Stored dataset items
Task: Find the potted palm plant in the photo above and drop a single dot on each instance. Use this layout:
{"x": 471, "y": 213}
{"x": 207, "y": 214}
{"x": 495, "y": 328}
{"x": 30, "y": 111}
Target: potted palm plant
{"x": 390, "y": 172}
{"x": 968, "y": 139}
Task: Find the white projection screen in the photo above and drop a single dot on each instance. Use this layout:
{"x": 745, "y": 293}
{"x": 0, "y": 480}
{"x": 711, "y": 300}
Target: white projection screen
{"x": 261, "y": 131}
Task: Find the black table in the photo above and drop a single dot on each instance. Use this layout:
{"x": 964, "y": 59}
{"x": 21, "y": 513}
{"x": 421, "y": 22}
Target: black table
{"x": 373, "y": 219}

Exercise aim:
Copy each entry exactly, with nothing added or dropped.

Finished exercise:
Task: Find the potted palm plant in the photo above and drop a single dot on each instance. Use this layout:
{"x": 471, "y": 213}
{"x": 207, "y": 214}
{"x": 495, "y": 328}
{"x": 30, "y": 111}
Target: potted palm plant
{"x": 390, "y": 172}
{"x": 968, "y": 139}
Task: Find the white projection screen in the photo above and drop a single dot on each instance. Use this layout:
{"x": 745, "y": 293}
{"x": 0, "y": 480}
{"x": 711, "y": 300}
Target: white projection screen
{"x": 261, "y": 131}
Task: Find the black table in the photo above and drop a single dot on each instance. Use this layout:
{"x": 964, "y": 59}
{"x": 21, "y": 513}
{"x": 421, "y": 22}
Target: black table
{"x": 373, "y": 219}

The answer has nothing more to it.